START Records for this exercise
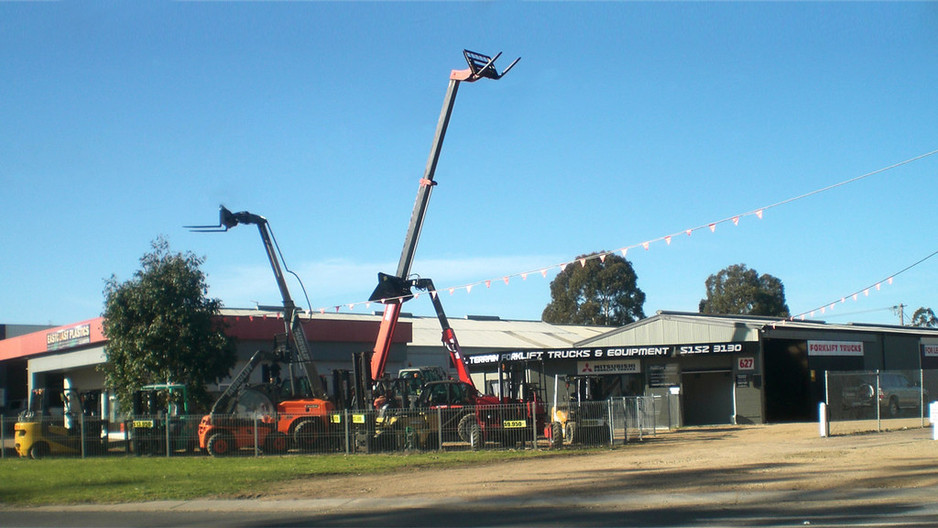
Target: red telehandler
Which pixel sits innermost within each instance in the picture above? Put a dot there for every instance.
(294, 412)
(458, 396)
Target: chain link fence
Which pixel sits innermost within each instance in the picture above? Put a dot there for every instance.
(523, 426)
(877, 400)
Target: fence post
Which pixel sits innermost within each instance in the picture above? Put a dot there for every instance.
(654, 416)
(879, 425)
(921, 393)
(256, 447)
(348, 439)
(933, 416)
(81, 435)
(439, 429)
(823, 422)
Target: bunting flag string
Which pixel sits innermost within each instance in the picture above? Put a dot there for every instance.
(855, 295)
(735, 219)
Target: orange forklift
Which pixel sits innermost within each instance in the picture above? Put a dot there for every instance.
(275, 415)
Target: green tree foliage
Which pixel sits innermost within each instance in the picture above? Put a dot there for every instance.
(924, 317)
(597, 292)
(738, 290)
(161, 327)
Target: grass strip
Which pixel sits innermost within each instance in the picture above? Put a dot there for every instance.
(26, 482)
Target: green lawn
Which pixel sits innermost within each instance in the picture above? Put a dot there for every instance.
(131, 479)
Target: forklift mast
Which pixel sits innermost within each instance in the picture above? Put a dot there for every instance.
(393, 291)
(293, 326)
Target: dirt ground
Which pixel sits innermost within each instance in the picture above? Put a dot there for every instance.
(690, 461)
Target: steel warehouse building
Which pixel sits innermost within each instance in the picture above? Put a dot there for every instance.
(726, 369)
(713, 369)
(68, 356)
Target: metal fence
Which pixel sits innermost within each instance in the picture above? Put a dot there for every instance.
(878, 400)
(605, 423)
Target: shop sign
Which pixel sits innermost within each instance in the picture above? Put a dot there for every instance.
(711, 348)
(69, 337)
(626, 366)
(835, 348)
(571, 353)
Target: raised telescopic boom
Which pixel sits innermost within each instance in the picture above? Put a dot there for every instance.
(394, 290)
(292, 324)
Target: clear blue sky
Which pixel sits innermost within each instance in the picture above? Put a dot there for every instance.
(623, 122)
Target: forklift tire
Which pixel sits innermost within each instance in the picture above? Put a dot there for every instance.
(219, 444)
(308, 434)
(276, 443)
(38, 450)
(475, 436)
(464, 427)
(569, 433)
(556, 434)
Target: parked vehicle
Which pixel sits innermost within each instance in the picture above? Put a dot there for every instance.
(581, 419)
(154, 408)
(37, 434)
(294, 412)
(894, 393)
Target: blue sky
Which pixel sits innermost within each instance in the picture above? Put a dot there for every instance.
(623, 122)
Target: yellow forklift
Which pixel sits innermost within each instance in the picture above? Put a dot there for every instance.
(36, 433)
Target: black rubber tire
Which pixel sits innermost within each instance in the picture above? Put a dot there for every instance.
(569, 433)
(556, 434)
(308, 434)
(475, 436)
(220, 444)
(38, 450)
(894, 409)
(276, 443)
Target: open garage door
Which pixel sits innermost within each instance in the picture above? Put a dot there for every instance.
(708, 397)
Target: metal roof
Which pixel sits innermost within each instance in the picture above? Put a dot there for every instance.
(689, 327)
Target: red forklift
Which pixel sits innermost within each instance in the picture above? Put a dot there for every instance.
(448, 406)
(276, 414)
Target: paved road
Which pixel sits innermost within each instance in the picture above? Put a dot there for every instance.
(870, 508)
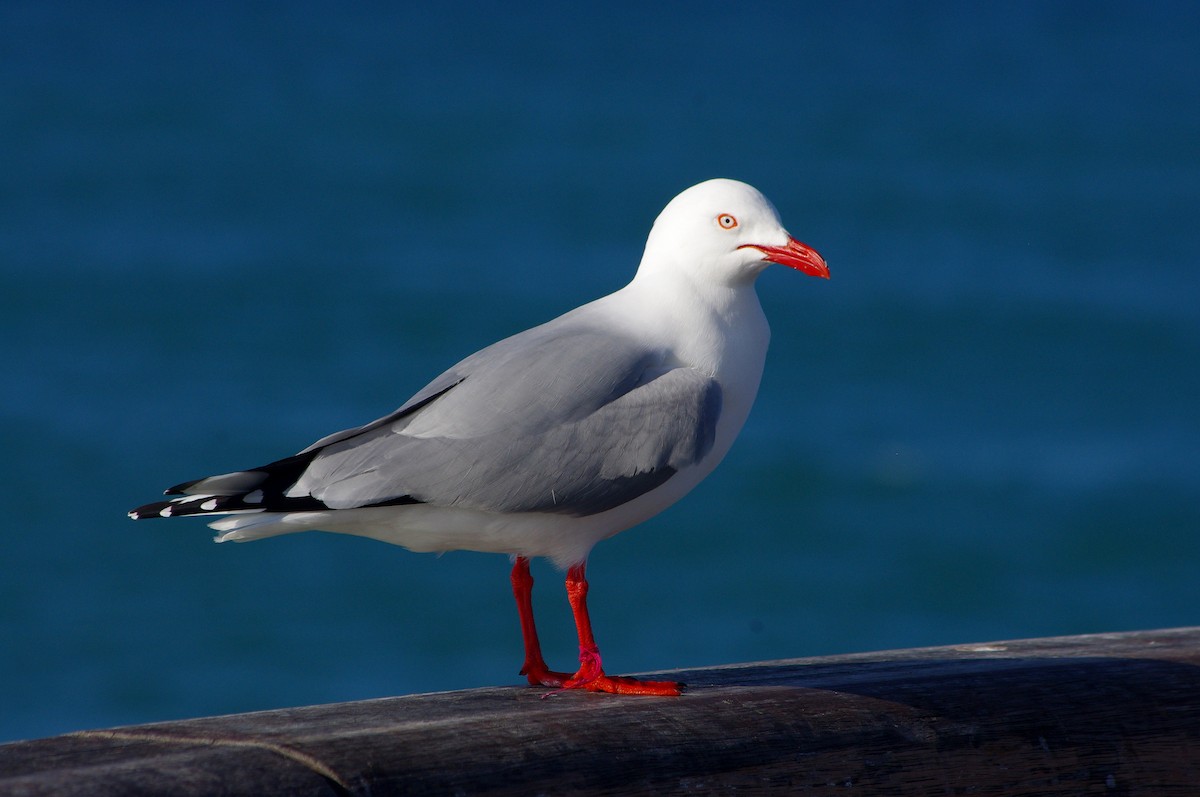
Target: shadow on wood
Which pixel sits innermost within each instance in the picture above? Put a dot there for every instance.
(1107, 714)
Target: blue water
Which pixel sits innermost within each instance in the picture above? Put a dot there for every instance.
(228, 229)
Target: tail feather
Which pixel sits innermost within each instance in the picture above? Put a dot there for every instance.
(261, 490)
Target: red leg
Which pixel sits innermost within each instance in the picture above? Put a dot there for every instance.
(535, 666)
(591, 675)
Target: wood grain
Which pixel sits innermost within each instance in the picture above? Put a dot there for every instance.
(1098, 714)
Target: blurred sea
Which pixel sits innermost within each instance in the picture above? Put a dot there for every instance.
(227, 229)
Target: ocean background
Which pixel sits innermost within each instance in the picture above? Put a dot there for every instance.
(227, 229)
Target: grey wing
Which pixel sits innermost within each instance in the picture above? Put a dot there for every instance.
(574, 424)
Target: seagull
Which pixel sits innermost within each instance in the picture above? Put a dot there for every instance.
(558, 437)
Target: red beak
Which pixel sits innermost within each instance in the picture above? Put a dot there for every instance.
(797, 256)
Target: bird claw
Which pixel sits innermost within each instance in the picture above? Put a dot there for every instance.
(591, 677)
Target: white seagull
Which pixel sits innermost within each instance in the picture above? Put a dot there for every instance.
(558, 437)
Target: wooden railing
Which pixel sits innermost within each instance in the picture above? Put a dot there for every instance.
(1098, 714)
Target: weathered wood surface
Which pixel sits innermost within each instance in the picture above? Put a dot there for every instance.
(1099, 714)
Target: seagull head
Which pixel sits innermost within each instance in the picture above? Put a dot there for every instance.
(725, 232)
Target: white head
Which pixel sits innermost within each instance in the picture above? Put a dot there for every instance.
(724, 232)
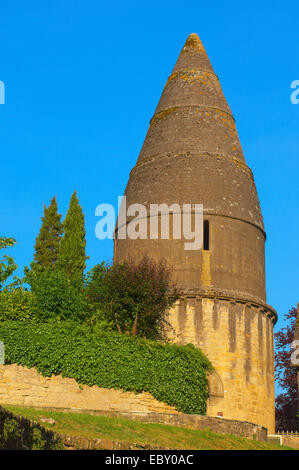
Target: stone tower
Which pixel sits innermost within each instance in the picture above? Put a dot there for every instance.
(192, 155)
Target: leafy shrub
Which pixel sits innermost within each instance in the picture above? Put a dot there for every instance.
(134, 296)
(173, 374)
(57, 296)
(17, 304)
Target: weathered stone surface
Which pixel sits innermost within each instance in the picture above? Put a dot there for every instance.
(192, 155)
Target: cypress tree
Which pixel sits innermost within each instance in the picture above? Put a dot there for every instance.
(72, 256)
(48, 240)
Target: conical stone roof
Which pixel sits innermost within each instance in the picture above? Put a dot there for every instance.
(192, 155)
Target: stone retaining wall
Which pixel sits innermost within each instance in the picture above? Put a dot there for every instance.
(26, 387)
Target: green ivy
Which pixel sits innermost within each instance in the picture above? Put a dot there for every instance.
(173, 374)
END Records for this exercise
Drop the images and repeat the data exactly.

Task solution:
Target: red telehandler
Which pixel sits innermost within each instance in the picture above? Put a dot there for every instance.
(294, 412)
(458, 396)
Target: chain link fence
Which pixel sits innermost within each instance in the picture above? Put a dot there for every instance.
(523, 426)
(877, 400)
Target: fence post
Which pixel sits innermost within each instance in the picture above? Put a dot there for every instance.
(654, 416)
(879, 425)
(921, 393)
(256, 447)
(348, 439)
(933, 416)
(81, 435)
(439, 429)
(823, 422)
Target: bunting flag string
Which pixel sits innermost within each instance in the picture above? Put a dot there for every instance.
(855, 295)
(735, 219)
Target: orange forklift
Which pixel sits innermost within each instance in the picture above? Put a dot there for every instance.
(275, 415)
Target: green tree foliage
Which pixel sits innermost within each instance in the picture above? Put a dot there for every instance.
(924, 317)
(597, 292)
(738, 290)
(161, 327)
Target: grass strip
Which pixel sits innermost within each instance in the picture above? Put a dot there for every instance.
(26, 482)
Target: green lawn
Which pixel sits innermost within each instance in the picture above? Put a dot there for every instance.
(131, 479)
Target: forklift mast
Which pixel sits innermost within each instance in the picture above? Put a dot there for every instance.
(393, 291)
(293, 326)
Target: dirt ground
Which pixel sits innermost within each instance in the picture above? Put a dot there for every instance.
(690, 461)
Target: steel warehouse building
Which pixel sits innermost within each instance in the picture above? Put a dot there for every instance.
(726, 369)
(713, 369)
(68, 356)
Target: metal fence
Which pixel sits innermost within each instance in the picture above? Put a dot there for every instance.
(878, 400)
(605, 423)
Target: shop sign
Which pixel sits innermost within each instance in the picture above? Put a dot there for every instance.
(711, 348)
(69, 337)
(626, 366)
(835, 348)
(571, 353)
Target: raised telescopic boom
Which pixel sits innermost within each instance in the picture above? Put a dot there for every instance.
(394, 290)
(292, 324)
Target: clear blue sky
Which pixel sits innermost within each instance in the picture above? Put a dot there for every instance.
(623, 122)
Target: forklift tire
Which pixel sits innermost within each instance in the picture above? Put a dot there for every instance.
(219, 444)
(308, 434)
(276, 443)
(38, 450)
(475, 436)
(464, 427)
(569, 433)
(556, 434)
Target: parked vehicle
Which pixel sits innermost within each instance in the picture above? Put a dot there for every instance.
(581, 419)
(154, 408)
(37, 434)
(294, 412)
(894, 393)
Target: blue sky
Which pixel sits innermost within each instance in the picture above? Put a dot there for every instance.
(623, 122)
Target: yellow forklift
Which pixel sits innermost within each instance in the picture above? Put a dot there for every instance.
(36, 433)
Target: black rubber tire
Which pixel sits innermost within each instance in the picture above? Put a dot there for every instance.
(569, 433)
(556, 434)
(308, 434)
(475, 436)
(220, 444)
(38, 450)
(894, 409)
(276, 443)
Target: open garage door
Which pixel sits innermost within each instance in the picture above? Put a dot there for every instance.
(708, 397)
Target: metal roof
Which pixel sits innermost within each instance in the picture above? Put a dot there for every instance.
(689, 327)
Target: red forklift
Which pixel sits innermost within each instance in the picture above? Put a dot there for every instance.
(448, 406)
(276, 414)
Target: paved road
Which pixel sits innermost within each instance in the picture above? Put a dot there for every instance.
(870, 508)
Target: shadow on wood
Which pixel sits innermost within each instance in the picture above? Put a dot there for every instance.
(1107, 714)
Target: blue water
Which pixel sits innermost within each instance in the picture above? Put a dot there for every instance.
(228, 229)
Target: tail feather
Which pixel sits innermost within each instance in the picture above? Put a dot there for every instance.
(261, 490)
Target: red leg
Which pixel sits innermost within each instance in the picture above? Put a dot there for every instance.
(535, 666)
(591, 675)
Target: wood grain
Which pixel sits innermost within each instance in the picture above? Put a dot there for every instance.
(1098, 714)
Target: blurred sea
Which pixel sits innermost within each instance in the picture above? Put a dot there for every instance.
(227, 229)
Target: ocean background
Which pixel sits innermost within each instance in the picture above? Put a dot there for every instance.
(227, 229)
Target: grey wing
Which pixel sits innermost within each instance in the picture above? Put a dot there for every instance.
(574, 424)
Target: seagull
Which pixel sits innermost within each instance in the picture above? Put a dot there for every instance.
(558, 437)
Target: red beak
Which pixel sits innermost within each instance in the picture above? Put a dot there for every instance.
(797, 256)
Target: bird claw
Which pixel sits innermost within each instance in the picture above? Put a dot there for every instance.
(591, 677)
Target: white seagull
Which pixel sits innermost within each instance in the picture above? Put a dot there for every instance.
(558, 437)
Target: wooden railing
Which pixel sits innermost within each instance in the picture above? Put a dot there for every instance.
(1098, 714)
Target: weathered wood surface
Which pixel sits innermost within each instance in the picture above? Put a dot there for every instance.
(1099, 714)
Target: seagull head
Which pixel sits innermost within each instance in the picture above? Put a dot there for every instance.
(725, 232)
Target: white head
Which pixel sits innermost within each instance in the picture above? Put a dot there for every instance.
(724, 232)
Target: stone tower
Which pixel sits innermost within each instance in the picture above? Put a dot there for every instance.
(192, 155)
Target: leafy shrub
Which pixel sits innermost within each instance in the picture above? Put a dot there for every instance.
(134, 296)
(173, 374)
(57, 296)
(17, 304)
Target: weathered stone surface
Which pixel sits innermost within each instance in the picture above? Put a dot there for every instance.
(192, 155)
Target: cypress tree
Which pixel sits innermost within each instance in the picture above? Put a dot there for every instance.
(72, 256)
(48, 240)
Target: conical stone roof
Which pixel sits innermost within each instance in the picture above? Put a dot there for every instance.
(192, 155)
Target: stone retaining wall
Which pixel sits innermost within each instance in the picture above? Put a dot there for every instance.
(26, 387)
Target: green ivy
Which pixel sits innermost within each instance in the picture above? Put a dot there for every instance.
(173, 374)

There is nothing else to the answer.